Continuing on to FIG. 2B, the semiconductor wafer of FIG. 2A is shown as having a stress buffer disposed thereupon, again in partial side cross-sectional view. While still at the wafer stage, a stress buffer 120 may be disposed atop dice 110. Such a stress buffer 120 can comprise, for example, benzocyclobutene, polybenzoaxole, a polyimide, or any other suitable material adapted to absorb or otherwise account for stresses atop the first surface of the dice 110. Stress buffer 120 can be disposed at the wafer level via, for example, screen printing, spin coating, a dry film process, or any other suitable wafer level application process for such stress buffer materials. Stress buffer 120 can be formed and arranged so as to surround the light sensor or light sensing region 115 of each die 110, such that an outside light source will be able to provide light thereto, as will be readily appreciated. As shown, stress buffer 120 may be disposed as a layer such that one or more light sensitive areas 116 are not covered by the stress buffer 120. Alternatively, stress buffer 120 can be created at the panel level using a "dam and fill" type approach, as will be readily understood. Such an alternative approach may require the use of different types of materials for the stress buffer. By way of example, a liquid encapsulant material having a flexural strength of 0.1 GPa and a flexural modulus of 12 GPa, such as that which is made by the Sumitomo Corporation of Tokyo, Japan, is known to work well for such "dam and fill" type purposes. Stress buffer 120 can also be designed to cover one or more of light sensitive areas 116.
Moving next to FIG. 2C, one IC device from the wafer of FIG. 2B is shown in side cross-sectional view as having been singulated from the wafer and attached and wire bonded to a panel. As shown, partially packaged IC device 130 can include a die 110 having one or more light sensors or light sensing regions 115, one or more light sensitive areas 116. Die 110 can be attached to a conductive connector element, such as leadless leadframe 133, with attachment being made by an epoxy layer 132 or other suitable fastener. Wire bonds 131 can be used to electrically couple specific regions of the die 110 to connectors on the leadless leadframe 133, with such usage being readily understood by those skilled in the art. A backing tape such as high temperature attach tape 134 can be used as a temporary backing to partially packaged IC device 130, as will be readily appreciated.
The IC device of FIG. 2C is again illustrated in side cross-sectional view in subsequent process phases shown in FIGS. 3A and 3B. In FIG. 3A, a customized mold has been placed against the IC device, and a first opaque encapsulant has been dispensed thereabout. Partially packaged IC device 140 can be created by taking the device 130 of FIG. 2C and placing and holding a mold 141 directly against the stress buffer 120. Mold 141 may be customized for this particular purpose, and can be shaped such that many or all IC devices in an entire panel may be processed in an identical or similar manner simultaneously or at a similar stage in the manufacturing process. As such, a lower protrusion as shown may exist in mold 141 for each optical IC device to be processed in the same panel, such that mold 141 can include dozens or hundreds of such customized protrusions.
---------------
• _Brief A_
In the stress buffer passage, echo the wording starting at "Moving next to" and ending at "130, as will be readily appreciated.".
• _Brief B_
Carry on the description of the optical IC packaging process from the point where it stops.

Box annotations for photos
---------------
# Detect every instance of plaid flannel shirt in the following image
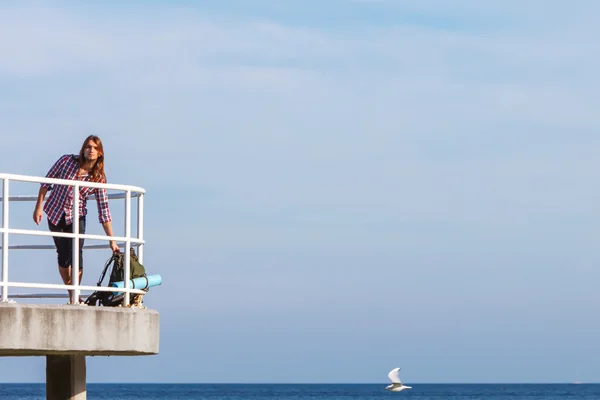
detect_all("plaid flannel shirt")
[41,154,111,225]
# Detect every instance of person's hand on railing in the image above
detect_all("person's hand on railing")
[33,207,43,225]
[110,240,121,253]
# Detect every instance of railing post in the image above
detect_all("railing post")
[71,183,80,304]
[123,189,131,306]
[137,193,144,265]
[2,178,10,303]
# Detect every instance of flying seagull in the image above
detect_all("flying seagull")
[385,368,412,392]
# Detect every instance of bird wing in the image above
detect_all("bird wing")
[388,368,402,384]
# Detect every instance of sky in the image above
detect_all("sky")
[0,0,600,384]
---------------
• _Final result A_
Moving next to FIG. 2C, one IC device from the wafer of FIG. 2B is shown in side cross-sectional view as having been singulated from the wafer and attached and wire bonded to a panel. As shown, partially packaged IC device 130 can include a die 110 having one or more light sensors or light sensing regions 115, one or more light sensitive areas 116. Die 110 can be attached to a conductive connector element, such as leadless leadframe 133, with attachment being made by an epoxy layer 132 or other suitable fastener. Wire bonds 131 can be used to electrically couple specific regions of the die 110 to connectors on the leadless leadframe 133, with such usage being readily understood by those skilled in the art. A backing tape such as high temperature attach tape 134 can be used as a temporary backing to partially packaged IC device 130, as will be readily appreciated.

• _Final result B_
As shown in FIG. 3A, the lower protrusion of customized mold 141 can contact stress buffer 120 such that a cavity is created between the mold 141, the stress buffer 120 and the light sensing region or sensor 115, and also such that a seal is created to seal this cavity for the subsequent introduction of a first encapsulant 145. Although the bottom surface of this lower protrusion of mold 141 is shown as being smaller than the opening formed in stress buffer 120, it will be readily appreciated that such a bottom surface can also be larger than this stress buffer opening. In the event that the bottom surface of the lower protrusion of mold 141 is larger than the opening in the stress buffer 120, then the lower protrusion of the mold would simply abut the upper surface of the stress buffer, rather than extend partially into it. In either situation, a cavity above the light sensing region 115 is created, which cavity is then sealed by the contact of the mold 141 against the stress buffer 120.
Stress buffer 120 can be specifically designed to serve multiple purposes. For example, this stress buffer can accept the actual contact and absorb much or all of the stresses introduced by placing and holding the customized mold 141 against the partially packaged IC device, such that the die 110 and various components thereof are protected from potential damages by the use of the mold. Stress buffer 120 can also serve to work with mold 141 to create a sealed off cavity above the light sensing region 115, such that a first opaque encapsulant 145 does not contact or cover the light sensing region when this encapsulant is dispensed thereabout. Stress buffer 120 can also be used to cover one or more light sensitive areas 116, such that these areas are not exposed to light, regardless of the final formation or design of the first opaque encapsulant 145 and any other encapsulant or process components. Stress buffer 120 can also be designed to accomplish other objectives for the manufacture of the subject IC device and/or to function within the final IC device, as will be appreciated.
While customized mold 141 is held in place against stress buffer 120, a first encapsulant 145 can be formed in the space created between the die 110 and the mold. Such an encapsulant can be any suitable plastic or other type of encapsulant typically used for encapsulating IC devices. For example, various silica-based compounds are known to work well for such encapsulating purposes, and are also known as good materials for absorbing and reducing stresses and thermal shocks to the overall packaged device. As is well known, many such encapsulants are opaque in nature, and black is a typical known color. It is preferable that the disclosed first encapsulant 145 be a good stress and thermal shock absorber, such that this first encapsulant can be any suitable opaque encapsulant that may be readily applied between the mold 141 and the die 110, so as to encapsulate the die, wire bonds, leadframe and all other packaged components therein.
As shown in FIG. 3A, first encapsulant 145 does not fill space occupied by mold 141, which space deliberately includes a region directly above the light sensing region or sensor 115. First encapsulant is thus formed such that an opening above this light sensing region is created therein. Although an inverted pyramid type shape is shown, it will be readily appreciated that this opening in the first encapsulant can be of any shaped desired, such as, for example, conical or cylindrical. Whichever shape of opening is desired, customized mold 141 can simply be created to result in the desired opening shape in the later formed first encapsulant 145. As will also be readily appreciated, mold 141 can be formed of a durable material, such that it may be used repeatedly in the processing of many panels of packaged devices.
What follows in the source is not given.